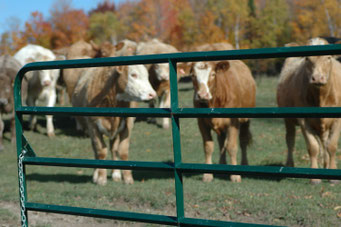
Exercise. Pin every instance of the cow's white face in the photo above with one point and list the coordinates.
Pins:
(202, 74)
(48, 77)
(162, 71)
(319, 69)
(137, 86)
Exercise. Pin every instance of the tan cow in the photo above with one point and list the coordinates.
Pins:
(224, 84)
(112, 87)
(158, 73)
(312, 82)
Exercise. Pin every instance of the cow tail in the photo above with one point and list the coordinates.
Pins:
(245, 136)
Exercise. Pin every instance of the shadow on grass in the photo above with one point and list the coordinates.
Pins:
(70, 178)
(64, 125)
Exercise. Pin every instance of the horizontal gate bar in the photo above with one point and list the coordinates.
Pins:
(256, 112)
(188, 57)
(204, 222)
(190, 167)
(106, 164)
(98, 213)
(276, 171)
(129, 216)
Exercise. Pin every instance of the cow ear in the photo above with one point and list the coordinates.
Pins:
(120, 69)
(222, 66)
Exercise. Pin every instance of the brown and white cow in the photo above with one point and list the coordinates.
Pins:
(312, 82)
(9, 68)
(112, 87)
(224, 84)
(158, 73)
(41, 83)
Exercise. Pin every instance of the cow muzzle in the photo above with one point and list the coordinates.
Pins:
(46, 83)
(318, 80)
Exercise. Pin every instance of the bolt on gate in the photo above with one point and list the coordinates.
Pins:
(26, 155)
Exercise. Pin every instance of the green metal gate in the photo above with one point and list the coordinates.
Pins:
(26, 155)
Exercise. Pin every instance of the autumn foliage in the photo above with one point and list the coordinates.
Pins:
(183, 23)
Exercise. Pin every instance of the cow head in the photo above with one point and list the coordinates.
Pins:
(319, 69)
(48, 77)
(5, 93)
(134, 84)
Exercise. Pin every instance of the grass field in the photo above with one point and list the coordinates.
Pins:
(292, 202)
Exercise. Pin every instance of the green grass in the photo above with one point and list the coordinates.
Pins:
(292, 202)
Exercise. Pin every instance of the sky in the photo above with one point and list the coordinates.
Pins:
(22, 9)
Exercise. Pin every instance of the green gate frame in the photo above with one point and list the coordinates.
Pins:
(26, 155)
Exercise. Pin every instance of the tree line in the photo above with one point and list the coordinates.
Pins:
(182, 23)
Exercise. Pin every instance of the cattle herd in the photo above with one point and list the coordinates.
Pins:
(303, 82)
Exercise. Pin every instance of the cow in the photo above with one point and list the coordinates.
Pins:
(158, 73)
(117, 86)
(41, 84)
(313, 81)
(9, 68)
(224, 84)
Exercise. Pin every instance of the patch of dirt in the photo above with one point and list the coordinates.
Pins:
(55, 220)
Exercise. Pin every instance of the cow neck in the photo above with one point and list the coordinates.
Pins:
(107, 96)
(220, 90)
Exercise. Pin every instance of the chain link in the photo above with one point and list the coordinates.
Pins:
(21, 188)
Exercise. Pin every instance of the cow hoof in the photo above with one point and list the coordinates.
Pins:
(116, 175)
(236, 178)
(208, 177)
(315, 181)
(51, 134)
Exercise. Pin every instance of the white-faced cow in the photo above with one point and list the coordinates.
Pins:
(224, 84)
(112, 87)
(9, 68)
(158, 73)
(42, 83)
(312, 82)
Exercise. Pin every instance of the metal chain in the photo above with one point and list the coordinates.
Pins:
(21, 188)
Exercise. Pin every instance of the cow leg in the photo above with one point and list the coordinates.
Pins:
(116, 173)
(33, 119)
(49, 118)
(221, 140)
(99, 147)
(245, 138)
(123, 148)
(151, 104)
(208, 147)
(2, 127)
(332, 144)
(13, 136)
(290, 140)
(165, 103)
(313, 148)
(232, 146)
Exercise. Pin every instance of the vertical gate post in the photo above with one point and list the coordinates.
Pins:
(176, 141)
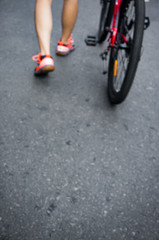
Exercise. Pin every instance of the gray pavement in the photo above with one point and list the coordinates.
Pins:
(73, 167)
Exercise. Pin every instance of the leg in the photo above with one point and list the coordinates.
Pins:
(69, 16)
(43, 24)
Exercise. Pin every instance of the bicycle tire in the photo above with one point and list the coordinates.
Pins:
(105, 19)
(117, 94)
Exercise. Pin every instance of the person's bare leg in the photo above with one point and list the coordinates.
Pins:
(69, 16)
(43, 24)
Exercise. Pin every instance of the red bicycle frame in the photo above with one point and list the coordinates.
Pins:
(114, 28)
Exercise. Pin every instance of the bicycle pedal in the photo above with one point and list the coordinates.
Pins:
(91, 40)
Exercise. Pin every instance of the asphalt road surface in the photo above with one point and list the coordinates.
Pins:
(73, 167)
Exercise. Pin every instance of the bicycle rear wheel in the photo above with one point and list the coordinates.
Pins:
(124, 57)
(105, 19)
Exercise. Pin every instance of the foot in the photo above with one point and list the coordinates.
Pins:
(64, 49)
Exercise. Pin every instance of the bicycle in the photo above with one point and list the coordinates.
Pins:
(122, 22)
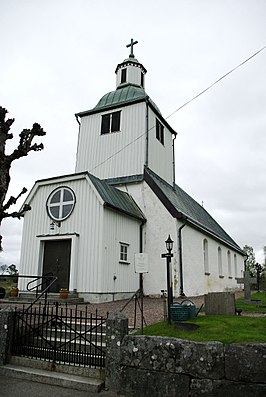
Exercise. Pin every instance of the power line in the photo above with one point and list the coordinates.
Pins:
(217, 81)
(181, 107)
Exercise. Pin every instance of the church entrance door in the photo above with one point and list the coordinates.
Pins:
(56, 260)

* **WHAT TO PRODUCE**
When "chain" shows up in a line of the material, report that line.

* **ANSWER TO THIS EXERCISE**
Exercise. Pin every instance of the chain link in the photo above with one point and list the coordinates.
Exercise. Pin every instance of the metal chain in the photo above with one point and list the coordinates.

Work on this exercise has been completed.